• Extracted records
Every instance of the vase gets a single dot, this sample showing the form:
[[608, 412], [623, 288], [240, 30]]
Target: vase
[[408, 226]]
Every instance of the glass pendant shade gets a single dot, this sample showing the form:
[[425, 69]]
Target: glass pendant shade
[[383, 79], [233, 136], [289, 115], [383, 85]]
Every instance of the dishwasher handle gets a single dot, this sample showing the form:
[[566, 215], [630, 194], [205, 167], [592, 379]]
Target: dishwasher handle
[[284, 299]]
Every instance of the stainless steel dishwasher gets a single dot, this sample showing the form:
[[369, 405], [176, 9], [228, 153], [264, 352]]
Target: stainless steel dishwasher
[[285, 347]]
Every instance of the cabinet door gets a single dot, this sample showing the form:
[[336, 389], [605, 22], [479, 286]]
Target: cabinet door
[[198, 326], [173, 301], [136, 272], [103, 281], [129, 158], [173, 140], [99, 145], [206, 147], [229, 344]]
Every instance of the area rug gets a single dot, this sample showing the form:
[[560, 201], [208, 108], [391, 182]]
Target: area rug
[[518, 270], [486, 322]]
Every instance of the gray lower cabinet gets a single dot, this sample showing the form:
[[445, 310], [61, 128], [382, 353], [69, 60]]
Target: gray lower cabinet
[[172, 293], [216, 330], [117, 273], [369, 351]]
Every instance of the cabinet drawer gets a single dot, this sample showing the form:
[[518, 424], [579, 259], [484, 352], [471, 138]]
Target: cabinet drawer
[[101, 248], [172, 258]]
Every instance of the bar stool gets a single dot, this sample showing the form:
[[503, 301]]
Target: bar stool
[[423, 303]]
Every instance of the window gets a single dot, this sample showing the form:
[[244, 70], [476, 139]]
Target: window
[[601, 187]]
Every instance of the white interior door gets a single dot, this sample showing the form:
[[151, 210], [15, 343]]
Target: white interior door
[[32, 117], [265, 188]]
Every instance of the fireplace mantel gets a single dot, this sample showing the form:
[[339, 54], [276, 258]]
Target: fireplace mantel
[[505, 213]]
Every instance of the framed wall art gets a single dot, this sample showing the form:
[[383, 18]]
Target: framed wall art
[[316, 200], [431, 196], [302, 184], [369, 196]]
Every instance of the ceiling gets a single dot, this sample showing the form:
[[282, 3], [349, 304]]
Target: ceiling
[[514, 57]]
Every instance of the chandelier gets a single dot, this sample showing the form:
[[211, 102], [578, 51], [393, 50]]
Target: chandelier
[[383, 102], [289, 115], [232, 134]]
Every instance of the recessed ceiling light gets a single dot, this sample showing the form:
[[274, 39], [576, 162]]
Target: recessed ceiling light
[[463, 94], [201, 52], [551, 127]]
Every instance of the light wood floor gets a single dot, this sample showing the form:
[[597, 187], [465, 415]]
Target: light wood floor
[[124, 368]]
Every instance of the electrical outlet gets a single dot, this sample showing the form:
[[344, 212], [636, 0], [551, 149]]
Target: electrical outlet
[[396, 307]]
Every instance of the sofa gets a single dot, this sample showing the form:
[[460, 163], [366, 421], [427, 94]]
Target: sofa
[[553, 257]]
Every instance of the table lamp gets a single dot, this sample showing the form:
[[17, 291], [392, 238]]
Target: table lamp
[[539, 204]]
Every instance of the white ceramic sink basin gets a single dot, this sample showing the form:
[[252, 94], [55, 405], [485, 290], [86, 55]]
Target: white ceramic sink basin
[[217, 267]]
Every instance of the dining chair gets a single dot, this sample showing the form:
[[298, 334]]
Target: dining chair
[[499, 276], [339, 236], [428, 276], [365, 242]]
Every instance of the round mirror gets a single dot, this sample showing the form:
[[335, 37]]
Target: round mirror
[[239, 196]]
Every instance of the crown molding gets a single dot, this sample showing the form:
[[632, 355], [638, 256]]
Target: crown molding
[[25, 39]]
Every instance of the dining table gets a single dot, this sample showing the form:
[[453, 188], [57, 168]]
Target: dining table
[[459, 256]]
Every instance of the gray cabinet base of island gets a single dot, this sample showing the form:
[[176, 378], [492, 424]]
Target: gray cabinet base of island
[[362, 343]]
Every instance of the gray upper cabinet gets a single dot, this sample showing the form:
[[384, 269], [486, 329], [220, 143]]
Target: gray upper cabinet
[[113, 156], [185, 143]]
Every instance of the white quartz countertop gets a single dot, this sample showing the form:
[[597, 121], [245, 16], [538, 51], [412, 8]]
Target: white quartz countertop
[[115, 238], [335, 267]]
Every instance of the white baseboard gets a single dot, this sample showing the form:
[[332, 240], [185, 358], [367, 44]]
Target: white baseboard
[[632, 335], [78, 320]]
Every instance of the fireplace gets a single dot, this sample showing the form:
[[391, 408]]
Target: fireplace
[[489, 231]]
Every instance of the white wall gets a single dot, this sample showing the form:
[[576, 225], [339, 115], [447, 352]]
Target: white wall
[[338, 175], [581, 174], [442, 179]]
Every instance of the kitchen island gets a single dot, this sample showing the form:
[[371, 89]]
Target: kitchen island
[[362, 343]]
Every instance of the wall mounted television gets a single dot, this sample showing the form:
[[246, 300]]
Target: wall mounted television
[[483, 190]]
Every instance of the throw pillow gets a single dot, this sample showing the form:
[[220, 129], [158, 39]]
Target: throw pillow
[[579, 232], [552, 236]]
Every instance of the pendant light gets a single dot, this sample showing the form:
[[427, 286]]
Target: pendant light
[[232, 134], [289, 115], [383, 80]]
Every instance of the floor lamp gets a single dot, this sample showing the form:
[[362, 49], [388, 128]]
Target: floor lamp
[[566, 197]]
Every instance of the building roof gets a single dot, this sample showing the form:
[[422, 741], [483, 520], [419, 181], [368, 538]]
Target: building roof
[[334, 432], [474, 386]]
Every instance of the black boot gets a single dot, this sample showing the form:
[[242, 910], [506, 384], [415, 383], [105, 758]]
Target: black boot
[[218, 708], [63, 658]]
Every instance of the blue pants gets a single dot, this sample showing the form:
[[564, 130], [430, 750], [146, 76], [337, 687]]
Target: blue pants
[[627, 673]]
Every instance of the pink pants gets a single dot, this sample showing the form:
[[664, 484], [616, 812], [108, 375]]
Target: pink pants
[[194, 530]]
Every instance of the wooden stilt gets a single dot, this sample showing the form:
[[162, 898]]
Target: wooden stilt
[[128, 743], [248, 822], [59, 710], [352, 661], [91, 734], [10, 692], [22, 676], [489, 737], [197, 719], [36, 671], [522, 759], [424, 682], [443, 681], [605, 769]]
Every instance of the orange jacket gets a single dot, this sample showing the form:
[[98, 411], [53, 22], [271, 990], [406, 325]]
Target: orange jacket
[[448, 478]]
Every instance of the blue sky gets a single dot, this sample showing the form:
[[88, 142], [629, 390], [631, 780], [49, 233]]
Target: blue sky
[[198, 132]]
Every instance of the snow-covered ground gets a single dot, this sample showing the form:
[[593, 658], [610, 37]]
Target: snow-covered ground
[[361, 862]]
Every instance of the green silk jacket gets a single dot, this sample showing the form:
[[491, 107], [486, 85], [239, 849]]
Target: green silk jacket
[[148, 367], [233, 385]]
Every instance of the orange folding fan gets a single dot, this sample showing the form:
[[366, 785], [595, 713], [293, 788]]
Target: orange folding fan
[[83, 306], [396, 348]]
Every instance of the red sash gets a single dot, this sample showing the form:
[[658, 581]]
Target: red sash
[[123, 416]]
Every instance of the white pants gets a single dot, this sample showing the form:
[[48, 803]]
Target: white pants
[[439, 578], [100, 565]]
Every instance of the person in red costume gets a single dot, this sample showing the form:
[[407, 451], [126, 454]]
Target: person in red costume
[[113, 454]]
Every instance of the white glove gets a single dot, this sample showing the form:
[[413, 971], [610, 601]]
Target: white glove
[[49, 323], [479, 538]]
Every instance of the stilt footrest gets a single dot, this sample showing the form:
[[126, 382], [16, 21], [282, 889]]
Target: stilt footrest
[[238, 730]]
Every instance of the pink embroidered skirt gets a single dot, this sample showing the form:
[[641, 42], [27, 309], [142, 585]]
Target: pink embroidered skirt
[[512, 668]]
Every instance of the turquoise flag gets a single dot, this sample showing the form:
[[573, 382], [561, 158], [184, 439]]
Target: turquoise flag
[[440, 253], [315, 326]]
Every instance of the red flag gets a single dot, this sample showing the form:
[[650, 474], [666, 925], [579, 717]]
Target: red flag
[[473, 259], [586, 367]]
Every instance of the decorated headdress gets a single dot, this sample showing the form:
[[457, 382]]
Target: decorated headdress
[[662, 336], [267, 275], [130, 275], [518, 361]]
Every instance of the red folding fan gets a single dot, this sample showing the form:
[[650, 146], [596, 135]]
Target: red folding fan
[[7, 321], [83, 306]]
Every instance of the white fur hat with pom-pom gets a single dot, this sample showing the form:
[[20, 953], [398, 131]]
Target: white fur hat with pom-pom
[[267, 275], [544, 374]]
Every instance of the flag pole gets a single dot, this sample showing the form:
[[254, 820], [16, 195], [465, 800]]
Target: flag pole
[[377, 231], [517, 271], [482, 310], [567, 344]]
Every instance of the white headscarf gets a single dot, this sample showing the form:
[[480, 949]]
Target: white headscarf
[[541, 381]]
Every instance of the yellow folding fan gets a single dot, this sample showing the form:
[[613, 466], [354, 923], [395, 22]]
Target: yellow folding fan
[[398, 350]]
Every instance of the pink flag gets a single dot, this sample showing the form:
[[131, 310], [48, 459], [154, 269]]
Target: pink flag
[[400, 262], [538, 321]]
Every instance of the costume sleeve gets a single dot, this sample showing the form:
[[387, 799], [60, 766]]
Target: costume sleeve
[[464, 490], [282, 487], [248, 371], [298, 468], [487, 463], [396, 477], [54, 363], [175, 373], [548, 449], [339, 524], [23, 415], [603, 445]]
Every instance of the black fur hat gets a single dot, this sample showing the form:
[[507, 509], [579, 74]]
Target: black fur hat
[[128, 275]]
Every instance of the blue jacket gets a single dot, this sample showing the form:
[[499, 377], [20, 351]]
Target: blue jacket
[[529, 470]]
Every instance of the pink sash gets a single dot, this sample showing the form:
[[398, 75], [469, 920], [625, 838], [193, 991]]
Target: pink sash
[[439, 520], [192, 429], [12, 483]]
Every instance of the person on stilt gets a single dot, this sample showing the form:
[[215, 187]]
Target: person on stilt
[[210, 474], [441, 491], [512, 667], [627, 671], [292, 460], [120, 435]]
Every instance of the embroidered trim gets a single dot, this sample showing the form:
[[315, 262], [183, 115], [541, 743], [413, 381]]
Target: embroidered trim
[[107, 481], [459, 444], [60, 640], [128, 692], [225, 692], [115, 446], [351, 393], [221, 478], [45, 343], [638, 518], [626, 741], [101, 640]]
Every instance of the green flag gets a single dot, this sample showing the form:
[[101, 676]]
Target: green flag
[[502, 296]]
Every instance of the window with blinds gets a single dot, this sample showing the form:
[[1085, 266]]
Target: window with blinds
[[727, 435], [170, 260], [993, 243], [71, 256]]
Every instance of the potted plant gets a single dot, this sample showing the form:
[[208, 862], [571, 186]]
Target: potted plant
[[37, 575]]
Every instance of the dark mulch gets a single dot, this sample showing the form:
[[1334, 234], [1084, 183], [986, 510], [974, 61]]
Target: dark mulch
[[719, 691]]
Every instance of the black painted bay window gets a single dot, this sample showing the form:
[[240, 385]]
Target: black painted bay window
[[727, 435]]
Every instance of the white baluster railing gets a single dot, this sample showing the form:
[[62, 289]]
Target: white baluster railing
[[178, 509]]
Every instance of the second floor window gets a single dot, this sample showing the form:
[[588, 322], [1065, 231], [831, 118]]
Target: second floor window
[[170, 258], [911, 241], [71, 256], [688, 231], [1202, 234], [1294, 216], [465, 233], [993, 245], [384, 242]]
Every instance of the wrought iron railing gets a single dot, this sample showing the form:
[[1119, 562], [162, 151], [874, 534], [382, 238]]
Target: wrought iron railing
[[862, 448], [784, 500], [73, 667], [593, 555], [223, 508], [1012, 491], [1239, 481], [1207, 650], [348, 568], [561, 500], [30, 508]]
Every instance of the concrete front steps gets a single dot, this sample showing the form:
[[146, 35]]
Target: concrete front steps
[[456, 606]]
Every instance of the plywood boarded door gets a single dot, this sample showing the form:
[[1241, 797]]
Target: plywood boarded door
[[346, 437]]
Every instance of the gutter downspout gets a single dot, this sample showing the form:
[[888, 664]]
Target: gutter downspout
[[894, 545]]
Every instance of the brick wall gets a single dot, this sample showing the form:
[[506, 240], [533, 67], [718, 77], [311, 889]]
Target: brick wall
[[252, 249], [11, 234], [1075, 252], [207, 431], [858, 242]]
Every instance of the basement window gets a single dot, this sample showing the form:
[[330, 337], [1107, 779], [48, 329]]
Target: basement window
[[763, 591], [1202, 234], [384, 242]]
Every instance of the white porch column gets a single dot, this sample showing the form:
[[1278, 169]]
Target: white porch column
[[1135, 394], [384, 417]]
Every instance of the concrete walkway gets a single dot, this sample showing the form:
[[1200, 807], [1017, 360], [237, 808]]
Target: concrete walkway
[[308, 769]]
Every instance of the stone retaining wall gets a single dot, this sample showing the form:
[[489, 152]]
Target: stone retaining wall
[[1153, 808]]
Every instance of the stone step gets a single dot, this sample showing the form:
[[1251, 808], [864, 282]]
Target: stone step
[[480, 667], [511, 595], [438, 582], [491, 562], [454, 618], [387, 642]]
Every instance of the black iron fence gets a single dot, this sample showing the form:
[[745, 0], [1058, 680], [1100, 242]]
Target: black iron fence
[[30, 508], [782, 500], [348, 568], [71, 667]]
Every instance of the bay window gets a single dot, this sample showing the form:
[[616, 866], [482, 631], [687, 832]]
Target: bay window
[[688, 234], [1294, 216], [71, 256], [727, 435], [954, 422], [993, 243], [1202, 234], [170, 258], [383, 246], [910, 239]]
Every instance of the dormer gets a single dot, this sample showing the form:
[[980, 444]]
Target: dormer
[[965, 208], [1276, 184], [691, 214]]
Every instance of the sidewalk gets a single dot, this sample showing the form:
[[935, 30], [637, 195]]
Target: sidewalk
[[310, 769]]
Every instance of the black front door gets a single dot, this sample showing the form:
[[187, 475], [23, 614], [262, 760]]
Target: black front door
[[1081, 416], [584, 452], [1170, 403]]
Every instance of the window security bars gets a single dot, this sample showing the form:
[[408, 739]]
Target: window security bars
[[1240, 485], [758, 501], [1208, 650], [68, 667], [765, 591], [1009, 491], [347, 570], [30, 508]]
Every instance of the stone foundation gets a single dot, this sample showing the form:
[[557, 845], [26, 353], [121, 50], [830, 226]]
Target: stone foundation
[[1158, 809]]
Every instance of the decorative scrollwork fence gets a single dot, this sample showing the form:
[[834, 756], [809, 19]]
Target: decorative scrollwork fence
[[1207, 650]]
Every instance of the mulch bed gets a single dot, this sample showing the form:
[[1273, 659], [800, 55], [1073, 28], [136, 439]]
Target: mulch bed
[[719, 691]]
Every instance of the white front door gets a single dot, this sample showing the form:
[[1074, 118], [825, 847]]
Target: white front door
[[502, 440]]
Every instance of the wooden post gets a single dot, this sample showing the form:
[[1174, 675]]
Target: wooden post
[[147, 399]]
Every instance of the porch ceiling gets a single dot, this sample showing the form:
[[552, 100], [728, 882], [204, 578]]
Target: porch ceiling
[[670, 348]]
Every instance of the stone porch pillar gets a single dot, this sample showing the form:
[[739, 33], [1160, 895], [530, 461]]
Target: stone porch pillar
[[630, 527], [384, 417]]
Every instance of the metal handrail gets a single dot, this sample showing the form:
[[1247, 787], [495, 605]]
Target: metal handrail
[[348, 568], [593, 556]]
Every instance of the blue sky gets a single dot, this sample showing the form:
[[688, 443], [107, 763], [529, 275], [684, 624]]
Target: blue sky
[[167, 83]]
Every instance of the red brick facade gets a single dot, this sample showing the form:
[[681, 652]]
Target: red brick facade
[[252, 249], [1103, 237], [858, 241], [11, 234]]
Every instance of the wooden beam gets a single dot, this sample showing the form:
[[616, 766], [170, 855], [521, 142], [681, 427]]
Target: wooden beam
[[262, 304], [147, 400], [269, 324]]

• What the task requires
Beginning at the first line of the data above, retype each line until you reach the line containing "[[566, 215], [630, 194], [205, 167], [592, 379]]", and include that one too. Add nothing else.

• Result of this task
Every instance of the vase gets a single dot, this sample showing the form:
[[608, 412], [623, 288], [240, 30]]
Target: vase
[[408, 226]]
Every instance of the glass pendant shade gets a single dot, this sample showing the form:
[[425, 69]]
Target: glass pendant shade
[[383, 79], [233, 136], [289, 115], [383, 85]]
Every instance of the dishwasher handle gets a single dot, this sample showing the form:
[[566, 215], [630, 194], [205, 167], [592, 379]]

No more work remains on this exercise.